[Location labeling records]
===

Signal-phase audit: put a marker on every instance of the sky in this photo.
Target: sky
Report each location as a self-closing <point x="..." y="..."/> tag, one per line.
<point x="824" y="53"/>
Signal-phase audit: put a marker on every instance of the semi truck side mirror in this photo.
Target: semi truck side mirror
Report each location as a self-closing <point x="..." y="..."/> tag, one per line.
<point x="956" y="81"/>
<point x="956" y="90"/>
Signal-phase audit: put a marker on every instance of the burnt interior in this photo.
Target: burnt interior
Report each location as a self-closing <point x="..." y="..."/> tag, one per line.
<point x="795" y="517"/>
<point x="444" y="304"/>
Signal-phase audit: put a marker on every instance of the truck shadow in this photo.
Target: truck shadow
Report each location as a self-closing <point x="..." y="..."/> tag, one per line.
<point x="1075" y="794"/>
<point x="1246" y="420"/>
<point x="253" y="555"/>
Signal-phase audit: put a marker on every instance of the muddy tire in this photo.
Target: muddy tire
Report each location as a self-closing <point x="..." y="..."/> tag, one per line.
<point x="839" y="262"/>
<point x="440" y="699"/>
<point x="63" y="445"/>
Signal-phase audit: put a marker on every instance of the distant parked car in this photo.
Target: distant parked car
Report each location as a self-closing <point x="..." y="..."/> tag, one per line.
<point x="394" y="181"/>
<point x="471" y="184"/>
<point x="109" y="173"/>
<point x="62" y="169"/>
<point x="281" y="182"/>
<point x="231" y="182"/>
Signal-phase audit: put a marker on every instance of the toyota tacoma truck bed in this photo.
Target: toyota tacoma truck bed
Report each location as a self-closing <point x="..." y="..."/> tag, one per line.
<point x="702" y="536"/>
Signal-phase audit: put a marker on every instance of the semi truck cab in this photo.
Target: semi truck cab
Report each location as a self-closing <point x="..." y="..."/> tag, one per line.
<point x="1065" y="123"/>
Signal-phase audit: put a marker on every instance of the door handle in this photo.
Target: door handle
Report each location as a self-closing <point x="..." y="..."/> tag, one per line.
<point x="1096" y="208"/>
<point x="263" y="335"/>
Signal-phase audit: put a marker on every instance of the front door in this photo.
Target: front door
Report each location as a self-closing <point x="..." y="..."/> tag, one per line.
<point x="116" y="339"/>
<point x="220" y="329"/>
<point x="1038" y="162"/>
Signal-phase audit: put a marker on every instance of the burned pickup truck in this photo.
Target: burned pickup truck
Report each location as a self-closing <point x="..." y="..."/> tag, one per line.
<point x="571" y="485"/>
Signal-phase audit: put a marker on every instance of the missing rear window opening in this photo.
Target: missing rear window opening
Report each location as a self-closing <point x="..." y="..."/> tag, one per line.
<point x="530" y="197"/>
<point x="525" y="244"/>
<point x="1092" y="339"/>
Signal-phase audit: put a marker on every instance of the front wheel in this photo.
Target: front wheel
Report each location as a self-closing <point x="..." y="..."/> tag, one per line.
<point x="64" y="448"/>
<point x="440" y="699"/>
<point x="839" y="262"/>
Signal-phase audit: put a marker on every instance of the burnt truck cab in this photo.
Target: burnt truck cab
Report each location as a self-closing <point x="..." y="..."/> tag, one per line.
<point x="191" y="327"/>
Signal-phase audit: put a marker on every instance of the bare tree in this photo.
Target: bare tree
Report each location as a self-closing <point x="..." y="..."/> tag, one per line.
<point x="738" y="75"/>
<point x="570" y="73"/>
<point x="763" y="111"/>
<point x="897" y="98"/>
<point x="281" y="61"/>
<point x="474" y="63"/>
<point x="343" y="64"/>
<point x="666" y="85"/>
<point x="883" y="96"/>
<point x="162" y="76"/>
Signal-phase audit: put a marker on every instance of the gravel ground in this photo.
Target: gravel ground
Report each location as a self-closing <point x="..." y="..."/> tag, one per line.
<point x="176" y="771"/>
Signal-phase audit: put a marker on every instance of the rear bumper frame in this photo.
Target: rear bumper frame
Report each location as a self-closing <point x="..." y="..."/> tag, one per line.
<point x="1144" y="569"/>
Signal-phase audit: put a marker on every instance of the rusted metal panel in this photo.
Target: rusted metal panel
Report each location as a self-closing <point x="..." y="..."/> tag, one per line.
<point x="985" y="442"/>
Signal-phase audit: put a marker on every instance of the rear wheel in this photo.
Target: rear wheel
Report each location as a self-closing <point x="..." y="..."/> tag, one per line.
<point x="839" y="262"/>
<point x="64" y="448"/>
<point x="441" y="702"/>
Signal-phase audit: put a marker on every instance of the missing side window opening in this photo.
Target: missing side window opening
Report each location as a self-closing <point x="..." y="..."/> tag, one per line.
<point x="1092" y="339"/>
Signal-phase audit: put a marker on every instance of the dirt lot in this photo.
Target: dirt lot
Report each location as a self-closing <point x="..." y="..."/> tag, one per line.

===

# The exercise
Repeat exactly, and only, the lines from the line with "frame in this photo." through the end of the listing above, both ends included.

# Exercise output
Signal-phase audit: put a marker on every instance of the rear bumper frame in this photo.
Target: rear bumper frame
Report each location as a self-closing <point x="..." y="..."/> tag, one per line.
<point x="1144" y="569"/>
Signal-phase audit: put a marker on every instance of the rusted metal panel in this photo.
Target: rusted metal panel
Report each location as a self-closing <point x="..." y="..."/> tag, one per line.
<point x="985" y="442"/>
Signal-phase audit: put a marker on every instance of the rear wheel in this photo.
Target: rear wheel
Report each location as a self-closing <point x="..." y="..."/> tag, one per line.
<point x="839" y="262"/>
<point x="64" y="448"/>
<point x="441" y="702"/>
Signal-phase audit: put a marker on every instance of the missing side window opening in this photo.
Target: missing side window opening
Report each location as a self-closing <point x="..." y="..."/> tag, one per line.
<point x="1092" y="339"/>
Signal-phase audit: put a marker on every instance of the dirt lot in this photo.
Target: dirt lot
Report each location as a self-closing <point x="..." y="..."/> tag, one per line.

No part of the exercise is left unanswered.